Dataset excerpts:
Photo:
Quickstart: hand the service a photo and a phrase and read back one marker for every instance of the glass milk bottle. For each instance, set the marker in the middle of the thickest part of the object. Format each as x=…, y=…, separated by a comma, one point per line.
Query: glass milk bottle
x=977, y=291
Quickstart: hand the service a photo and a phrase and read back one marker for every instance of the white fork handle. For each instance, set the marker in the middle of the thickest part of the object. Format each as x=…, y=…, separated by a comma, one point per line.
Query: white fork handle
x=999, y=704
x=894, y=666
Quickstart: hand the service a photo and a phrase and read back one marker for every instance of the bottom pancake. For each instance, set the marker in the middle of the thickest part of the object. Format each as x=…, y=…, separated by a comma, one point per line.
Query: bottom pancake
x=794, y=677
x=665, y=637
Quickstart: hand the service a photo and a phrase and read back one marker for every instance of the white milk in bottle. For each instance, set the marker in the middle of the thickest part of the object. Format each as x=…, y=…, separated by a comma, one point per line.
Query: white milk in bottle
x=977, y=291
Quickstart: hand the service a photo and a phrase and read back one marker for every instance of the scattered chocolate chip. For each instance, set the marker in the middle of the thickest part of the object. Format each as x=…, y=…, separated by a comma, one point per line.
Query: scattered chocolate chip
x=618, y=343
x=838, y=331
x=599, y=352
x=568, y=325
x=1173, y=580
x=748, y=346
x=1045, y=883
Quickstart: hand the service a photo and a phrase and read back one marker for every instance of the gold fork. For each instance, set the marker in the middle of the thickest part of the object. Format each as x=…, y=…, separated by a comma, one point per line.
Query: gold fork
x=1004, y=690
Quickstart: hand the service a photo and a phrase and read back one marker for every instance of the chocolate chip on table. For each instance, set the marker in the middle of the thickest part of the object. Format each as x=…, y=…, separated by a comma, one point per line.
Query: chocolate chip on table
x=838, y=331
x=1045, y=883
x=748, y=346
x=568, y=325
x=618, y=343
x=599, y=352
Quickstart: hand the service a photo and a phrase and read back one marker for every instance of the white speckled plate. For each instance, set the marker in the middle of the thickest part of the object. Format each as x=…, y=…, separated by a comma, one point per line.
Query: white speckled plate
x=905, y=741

### Task to carry out
Each line of the records should be repeated exactly as it stands.

### Task result
Photo:
Quickstart: hand the service a photo and a phrase and read back one marker for every instance of the glass milk bottle. For each instance, set the marker in the middle of the thickest part of the object. Format each as x=…, y=…, separated by a comma, one point per line.
Query: glass milk bottle
x=977, y=291
Quickstart: hand the service a photo and a phrase and read back one marker for every instance of the white fork handle. For each instance, set the marker in the middle of the thickest part of the object. Format each as x=…, y=…, separated by a comma, one point per line.
Query: white fork handle
x=999, y=704
x=894, y=666
Quickstart: hand the service a photo and a phrase and read back one marker for every instance of the bottom pancake. For each instance, set the marker in the middle of the thickest part of the object. Format each as x=…, y=…, separated by a comma, one point per line.
Query: bottom pancake
x=794, y=677
x=665, y=637
Quickstart: hand the service a photo and a phrase and read back one marker for every instance of the white milk in bottle. For each instance, set the marker in the middle of the thickest part of the object. Format each as x=…, y=…, separated by a comma, one point per line.
Query: white milk in bottle
x=977, y=291
Quickstart: hand the service a photo and a phrase and read back one marker for every instance of the scattered chocolate chip. For each instance, set the marker in the middle of the thickest part of the object. Format each as x=…, y=…, separated by a comma, one point per line.
Query: scattered chocolate chip
x=618, y=343
x=838, y=331
x=599, y=352
x=568, y=325
x=1173, y=580
x=748, y=346
x=1045, y=883
Quickstart: hand the service a photo and a phrase and read back one marker for every instance of the gold fork. For each instance, set the marker in the middle of the thickest part of the object. Format each as x=…, y=…, separated by a comma, one point per line.
Query: gold fork
x=1004, y=690
Quickstart: hand the service a photo and a phrase and read back one marker for every instance of the chocolate chip on table. For each instance, set the marker in the middle of the thickest part of the object. Format each as x=…, y=…, separated by a comma, one point per line.
Query: chocolate chip on table
x=838, y=331
x=1045, y=883
x=748, y=346
x=568, y=325
x=618, y=343
x=599, y=352
Quickstart: hand the service a photo and a phrase and read back one marker for every instance of the white speckled plate. For each instance, set the marker in the middle of the thickest part of the object. Format each as x=…, y=…, separated by a comma, one point per line.
Query: white speckled plate
x=905, y=741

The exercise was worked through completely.